This project focuses on creating a seamless music transition system that, given a library of music and a song, selects the best next song in the library to play after the current song ends, so it forms as seamless of a transition as possible
While the problem is straightforward and there are many successful examples of seamless music transitions available in different forms of media or music streaming services, it is far from a trivial task.
Music is an incredibly high dimensional data. Each track carries with it a complicated blend of tempo, timbre, harmony, dynamic, and mood that evolves over time. Yet the way most electronic devices perceive music is through amplitude of different frequencies at different time frames, which is far from how humans understand it. So to achieve a seamless transition of music, the music data must be processed to a form that a computer can understand in a similar way as human ears.

+++

■ To be done
**A.** Translate this sentence from the project description into Spanish: "Each track carries with it a complicated blend of tempo, timbre, harmony, dynamic, and mood that evolves over time."
**B.** Quote the project description from "Music is an" to "as human ears.".
**C.** Check each statement against the project description and answer yes or no, quoting the words that decide it: (i) The system chooses the next song from a library. (ii) Seamless music transition is a trivial task. (iii) Most electronic devices perceive music the way humans do.

■ Data extract
+++

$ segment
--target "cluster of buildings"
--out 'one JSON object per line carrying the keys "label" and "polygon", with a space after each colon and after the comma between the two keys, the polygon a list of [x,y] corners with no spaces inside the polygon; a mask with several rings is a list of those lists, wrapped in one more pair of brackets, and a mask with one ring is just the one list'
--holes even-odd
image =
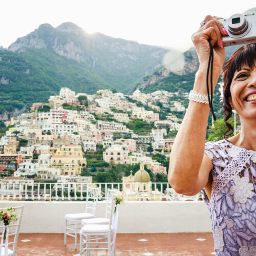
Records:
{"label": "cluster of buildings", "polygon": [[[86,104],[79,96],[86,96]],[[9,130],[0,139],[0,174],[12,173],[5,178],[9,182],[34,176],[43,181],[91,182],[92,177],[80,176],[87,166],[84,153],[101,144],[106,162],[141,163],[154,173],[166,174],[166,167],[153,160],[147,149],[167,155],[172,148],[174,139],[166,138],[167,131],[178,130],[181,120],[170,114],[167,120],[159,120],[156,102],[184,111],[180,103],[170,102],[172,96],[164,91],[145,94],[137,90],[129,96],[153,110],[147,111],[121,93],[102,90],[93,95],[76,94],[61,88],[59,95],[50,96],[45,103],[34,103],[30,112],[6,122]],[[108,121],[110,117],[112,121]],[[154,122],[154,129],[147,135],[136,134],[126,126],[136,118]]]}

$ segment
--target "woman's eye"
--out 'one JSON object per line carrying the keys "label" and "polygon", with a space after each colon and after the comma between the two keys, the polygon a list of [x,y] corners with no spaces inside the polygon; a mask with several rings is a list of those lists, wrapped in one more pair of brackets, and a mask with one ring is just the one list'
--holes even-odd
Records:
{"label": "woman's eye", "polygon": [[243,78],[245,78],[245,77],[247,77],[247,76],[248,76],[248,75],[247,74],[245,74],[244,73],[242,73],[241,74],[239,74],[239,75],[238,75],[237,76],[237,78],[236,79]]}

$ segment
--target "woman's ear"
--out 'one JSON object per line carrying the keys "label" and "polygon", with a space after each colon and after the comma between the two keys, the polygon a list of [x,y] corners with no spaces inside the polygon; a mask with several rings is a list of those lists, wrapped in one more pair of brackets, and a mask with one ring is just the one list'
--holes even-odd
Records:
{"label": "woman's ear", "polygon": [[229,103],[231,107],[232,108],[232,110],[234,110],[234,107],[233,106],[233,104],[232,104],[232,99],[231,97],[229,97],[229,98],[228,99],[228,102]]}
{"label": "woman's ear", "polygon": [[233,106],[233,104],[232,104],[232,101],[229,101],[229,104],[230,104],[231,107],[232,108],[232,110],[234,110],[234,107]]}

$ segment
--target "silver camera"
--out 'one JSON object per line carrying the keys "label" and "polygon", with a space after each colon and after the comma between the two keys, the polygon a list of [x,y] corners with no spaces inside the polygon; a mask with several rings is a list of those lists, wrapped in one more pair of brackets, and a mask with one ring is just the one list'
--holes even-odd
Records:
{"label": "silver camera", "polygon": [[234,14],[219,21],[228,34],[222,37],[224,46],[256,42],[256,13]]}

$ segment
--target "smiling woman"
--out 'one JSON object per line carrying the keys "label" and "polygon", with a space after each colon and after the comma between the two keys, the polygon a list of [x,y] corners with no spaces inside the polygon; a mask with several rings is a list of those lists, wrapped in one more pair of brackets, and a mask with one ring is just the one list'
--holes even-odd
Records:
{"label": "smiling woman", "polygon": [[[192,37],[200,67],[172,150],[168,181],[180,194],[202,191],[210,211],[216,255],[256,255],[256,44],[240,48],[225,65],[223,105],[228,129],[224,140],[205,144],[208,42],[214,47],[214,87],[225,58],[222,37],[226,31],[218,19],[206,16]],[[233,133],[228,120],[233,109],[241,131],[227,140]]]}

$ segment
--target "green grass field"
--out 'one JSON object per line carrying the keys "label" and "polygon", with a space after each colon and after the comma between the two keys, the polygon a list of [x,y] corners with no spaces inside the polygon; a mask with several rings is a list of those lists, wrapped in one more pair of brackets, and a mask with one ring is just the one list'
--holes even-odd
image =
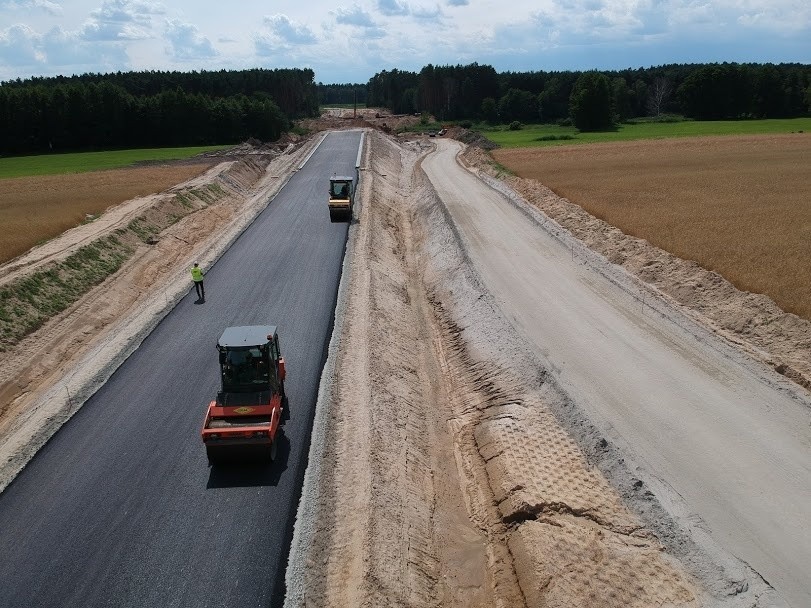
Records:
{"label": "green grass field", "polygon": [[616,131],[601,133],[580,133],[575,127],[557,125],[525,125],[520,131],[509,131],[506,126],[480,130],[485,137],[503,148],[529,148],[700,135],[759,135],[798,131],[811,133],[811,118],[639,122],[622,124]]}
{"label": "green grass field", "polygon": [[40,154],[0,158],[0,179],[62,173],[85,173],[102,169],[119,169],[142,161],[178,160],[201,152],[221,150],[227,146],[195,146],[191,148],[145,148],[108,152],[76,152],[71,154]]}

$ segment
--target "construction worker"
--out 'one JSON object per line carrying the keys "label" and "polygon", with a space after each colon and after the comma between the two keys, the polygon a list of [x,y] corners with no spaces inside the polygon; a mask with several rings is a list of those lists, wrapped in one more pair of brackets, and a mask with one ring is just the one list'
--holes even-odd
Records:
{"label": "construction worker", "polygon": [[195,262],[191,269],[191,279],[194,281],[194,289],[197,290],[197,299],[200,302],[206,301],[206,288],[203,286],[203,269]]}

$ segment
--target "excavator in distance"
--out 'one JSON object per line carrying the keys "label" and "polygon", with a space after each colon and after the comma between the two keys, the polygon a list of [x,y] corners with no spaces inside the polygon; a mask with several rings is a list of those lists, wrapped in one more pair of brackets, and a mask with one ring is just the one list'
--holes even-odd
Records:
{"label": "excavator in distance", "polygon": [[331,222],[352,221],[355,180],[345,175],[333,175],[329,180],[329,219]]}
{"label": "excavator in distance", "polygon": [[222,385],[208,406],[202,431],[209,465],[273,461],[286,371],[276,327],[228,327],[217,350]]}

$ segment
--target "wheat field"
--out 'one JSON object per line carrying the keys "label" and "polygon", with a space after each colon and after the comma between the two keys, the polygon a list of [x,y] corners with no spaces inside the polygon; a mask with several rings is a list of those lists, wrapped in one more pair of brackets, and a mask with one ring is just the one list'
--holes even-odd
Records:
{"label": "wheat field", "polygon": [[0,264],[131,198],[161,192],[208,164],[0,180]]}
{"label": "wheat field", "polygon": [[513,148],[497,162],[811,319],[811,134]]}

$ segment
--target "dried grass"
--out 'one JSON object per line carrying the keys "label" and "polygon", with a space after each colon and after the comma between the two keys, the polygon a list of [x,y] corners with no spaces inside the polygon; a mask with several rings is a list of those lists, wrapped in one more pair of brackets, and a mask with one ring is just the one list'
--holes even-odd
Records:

+++

■ Solutions below
**A.** Cada pista lleva consigo una mezcla compleja de tempo, timbre, armonía, dinámica y estado de ánimo que evoluciona con el tiempo.

**B.**
Music is an incredibly high dimensional data. Each track carries with it a complicated blend of tempo, timbre, harmony, dynamic, and mood that evolves over time. Yet the way most electronic devices perceive music is through amplitude of different frequencies at different time frames, which is far from how humans understand it. So to achieve a seamless transition of music, the music data must be processed to a form that a computer can understand in a similar way as human ears.

**C.**
(i) Yes: "selects the best next song in the library to play after the current song ends"
(ii) No: "it is far from a trivial task"
(iii) No: "which is far from how humans understand it"